# [Required work]
Reproduce the lines from the one containing "of the background" through the last line, swapping "thick tree trunk" for "large tree trunk" and leaving everything else unchanged.

## Begin Records for this task

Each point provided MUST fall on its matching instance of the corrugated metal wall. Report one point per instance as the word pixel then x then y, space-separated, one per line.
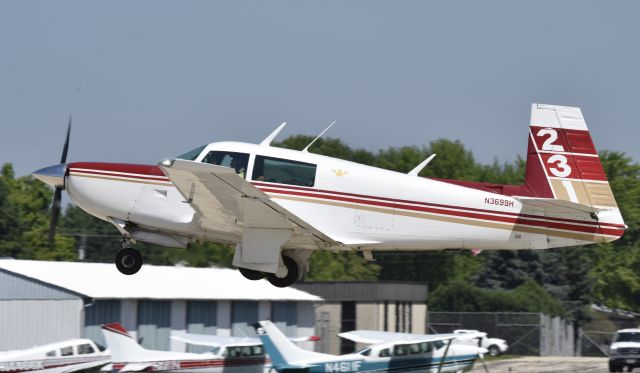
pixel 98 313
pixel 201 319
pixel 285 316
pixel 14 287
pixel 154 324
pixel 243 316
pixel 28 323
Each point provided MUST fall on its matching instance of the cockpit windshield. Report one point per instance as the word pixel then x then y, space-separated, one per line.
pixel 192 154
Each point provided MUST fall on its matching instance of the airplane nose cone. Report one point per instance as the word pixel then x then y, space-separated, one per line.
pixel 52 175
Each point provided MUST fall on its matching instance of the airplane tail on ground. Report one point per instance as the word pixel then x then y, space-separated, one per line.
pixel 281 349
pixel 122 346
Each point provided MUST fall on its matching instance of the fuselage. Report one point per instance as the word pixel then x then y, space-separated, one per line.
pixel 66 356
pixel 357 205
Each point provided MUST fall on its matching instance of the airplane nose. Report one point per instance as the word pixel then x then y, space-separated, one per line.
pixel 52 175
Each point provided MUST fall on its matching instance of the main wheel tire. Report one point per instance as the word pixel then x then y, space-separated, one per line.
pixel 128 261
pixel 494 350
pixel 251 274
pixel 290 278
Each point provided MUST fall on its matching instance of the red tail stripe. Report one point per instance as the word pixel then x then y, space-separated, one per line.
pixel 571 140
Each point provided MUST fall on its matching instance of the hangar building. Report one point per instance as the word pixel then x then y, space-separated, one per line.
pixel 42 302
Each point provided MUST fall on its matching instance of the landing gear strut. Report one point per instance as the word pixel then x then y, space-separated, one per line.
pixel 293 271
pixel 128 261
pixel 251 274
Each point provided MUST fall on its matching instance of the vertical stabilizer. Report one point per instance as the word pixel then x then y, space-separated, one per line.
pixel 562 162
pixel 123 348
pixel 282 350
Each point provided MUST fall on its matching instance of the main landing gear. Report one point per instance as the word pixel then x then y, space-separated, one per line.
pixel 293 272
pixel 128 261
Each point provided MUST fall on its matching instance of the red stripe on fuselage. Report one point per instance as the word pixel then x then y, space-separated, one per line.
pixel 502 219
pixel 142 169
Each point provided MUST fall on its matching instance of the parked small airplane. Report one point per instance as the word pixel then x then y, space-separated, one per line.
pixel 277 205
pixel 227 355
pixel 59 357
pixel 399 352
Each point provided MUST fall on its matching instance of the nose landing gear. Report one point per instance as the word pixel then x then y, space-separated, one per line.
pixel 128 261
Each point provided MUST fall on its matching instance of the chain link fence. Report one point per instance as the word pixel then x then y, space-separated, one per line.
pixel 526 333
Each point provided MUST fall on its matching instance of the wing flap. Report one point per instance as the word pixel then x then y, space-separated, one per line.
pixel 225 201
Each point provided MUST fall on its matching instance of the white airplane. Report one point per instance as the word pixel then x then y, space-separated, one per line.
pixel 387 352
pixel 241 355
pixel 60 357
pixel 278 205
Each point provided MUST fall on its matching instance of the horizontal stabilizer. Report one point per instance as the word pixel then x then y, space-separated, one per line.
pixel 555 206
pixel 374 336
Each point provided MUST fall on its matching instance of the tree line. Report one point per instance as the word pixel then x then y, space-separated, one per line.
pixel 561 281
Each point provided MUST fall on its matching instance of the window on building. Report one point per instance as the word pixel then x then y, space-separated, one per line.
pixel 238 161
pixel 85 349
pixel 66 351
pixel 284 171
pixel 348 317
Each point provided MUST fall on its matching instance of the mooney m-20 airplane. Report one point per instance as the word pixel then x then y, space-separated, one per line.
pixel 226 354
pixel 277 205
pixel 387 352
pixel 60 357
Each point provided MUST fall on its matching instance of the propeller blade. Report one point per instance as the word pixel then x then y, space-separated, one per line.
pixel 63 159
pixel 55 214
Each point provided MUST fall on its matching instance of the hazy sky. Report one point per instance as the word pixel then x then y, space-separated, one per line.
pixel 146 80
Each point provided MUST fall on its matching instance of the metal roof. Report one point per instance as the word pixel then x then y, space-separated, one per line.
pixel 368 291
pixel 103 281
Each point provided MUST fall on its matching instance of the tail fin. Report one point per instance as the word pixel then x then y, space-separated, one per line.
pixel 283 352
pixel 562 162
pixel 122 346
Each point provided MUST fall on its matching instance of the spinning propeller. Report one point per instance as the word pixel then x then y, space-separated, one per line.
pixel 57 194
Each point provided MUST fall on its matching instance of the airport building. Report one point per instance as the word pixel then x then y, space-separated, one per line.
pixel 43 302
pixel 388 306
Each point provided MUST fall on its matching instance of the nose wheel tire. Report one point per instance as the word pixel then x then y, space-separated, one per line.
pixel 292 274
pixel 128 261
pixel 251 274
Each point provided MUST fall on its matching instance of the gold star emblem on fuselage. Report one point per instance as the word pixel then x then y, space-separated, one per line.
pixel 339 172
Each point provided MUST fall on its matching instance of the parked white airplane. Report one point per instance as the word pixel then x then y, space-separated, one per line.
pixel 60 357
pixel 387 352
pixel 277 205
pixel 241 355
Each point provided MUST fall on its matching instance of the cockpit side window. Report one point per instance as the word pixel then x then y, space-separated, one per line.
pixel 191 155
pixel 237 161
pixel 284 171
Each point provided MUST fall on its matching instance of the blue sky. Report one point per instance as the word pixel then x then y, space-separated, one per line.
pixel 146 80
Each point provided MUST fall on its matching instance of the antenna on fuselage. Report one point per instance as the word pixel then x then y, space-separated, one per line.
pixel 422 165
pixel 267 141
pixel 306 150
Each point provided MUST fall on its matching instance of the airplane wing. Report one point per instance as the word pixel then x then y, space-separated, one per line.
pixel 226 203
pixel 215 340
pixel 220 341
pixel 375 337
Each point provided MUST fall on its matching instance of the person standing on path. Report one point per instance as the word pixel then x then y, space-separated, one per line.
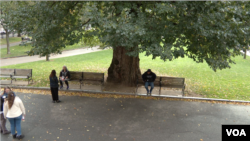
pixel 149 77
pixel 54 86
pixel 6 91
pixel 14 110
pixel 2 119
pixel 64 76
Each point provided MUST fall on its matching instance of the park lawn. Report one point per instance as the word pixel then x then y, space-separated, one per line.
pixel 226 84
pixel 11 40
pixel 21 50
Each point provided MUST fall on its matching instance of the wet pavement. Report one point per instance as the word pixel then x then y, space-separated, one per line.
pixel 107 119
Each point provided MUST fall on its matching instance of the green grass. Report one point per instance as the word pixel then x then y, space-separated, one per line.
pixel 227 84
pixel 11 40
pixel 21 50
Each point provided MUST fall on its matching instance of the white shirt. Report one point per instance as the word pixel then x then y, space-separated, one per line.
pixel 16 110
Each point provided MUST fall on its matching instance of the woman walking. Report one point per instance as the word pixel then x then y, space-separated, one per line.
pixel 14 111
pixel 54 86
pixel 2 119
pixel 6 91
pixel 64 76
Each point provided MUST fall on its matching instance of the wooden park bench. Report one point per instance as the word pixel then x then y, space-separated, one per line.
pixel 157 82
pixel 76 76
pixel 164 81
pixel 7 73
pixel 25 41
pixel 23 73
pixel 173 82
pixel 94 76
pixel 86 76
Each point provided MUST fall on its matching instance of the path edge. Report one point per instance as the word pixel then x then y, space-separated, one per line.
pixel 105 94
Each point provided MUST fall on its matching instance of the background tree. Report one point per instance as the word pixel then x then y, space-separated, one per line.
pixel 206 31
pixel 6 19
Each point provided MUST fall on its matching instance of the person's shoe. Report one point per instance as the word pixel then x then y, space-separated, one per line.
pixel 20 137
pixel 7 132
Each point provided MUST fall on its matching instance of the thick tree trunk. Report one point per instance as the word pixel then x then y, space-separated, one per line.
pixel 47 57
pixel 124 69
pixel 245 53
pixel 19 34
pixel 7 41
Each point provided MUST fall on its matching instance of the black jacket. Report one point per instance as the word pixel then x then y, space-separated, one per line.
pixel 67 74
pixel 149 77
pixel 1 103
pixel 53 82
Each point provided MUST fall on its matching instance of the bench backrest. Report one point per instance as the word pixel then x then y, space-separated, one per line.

## End Records for this task

# [Solution]
Each point provided MUST fall on its matching instance of the background tree. Report one point per instance as the word pixel then x then y, space-separated, one per line.
pixel 206 31
pixel 6 19
Each point provided MUST fall on its matching instance of the person's shoe. Report one point per instance as the word pixel then x then y, space-separated, one per line.
pixel 20 137
pixel 7 132
Each point provided MUST fall on its matching instance of the large tree trunk. Report one point per instance as the word pixel then x then y, space-separated, one per line.
pixel 47 57
pixel 124 69
pixel 245 53
pixel 19 34
pixel 7 41
Each point provided MUST fall on its matching instance of the black jacket. Report one point per instance as the word pixel then x then y, space-separated, one per line.
pixel 67 74
pixel 149 77
pixel 1 103
pixel 53 82
Each point provided MUST fall on its matching instance of the bench backrest. Report one point per instance as the word pixel then x then y, space-separated, one per line.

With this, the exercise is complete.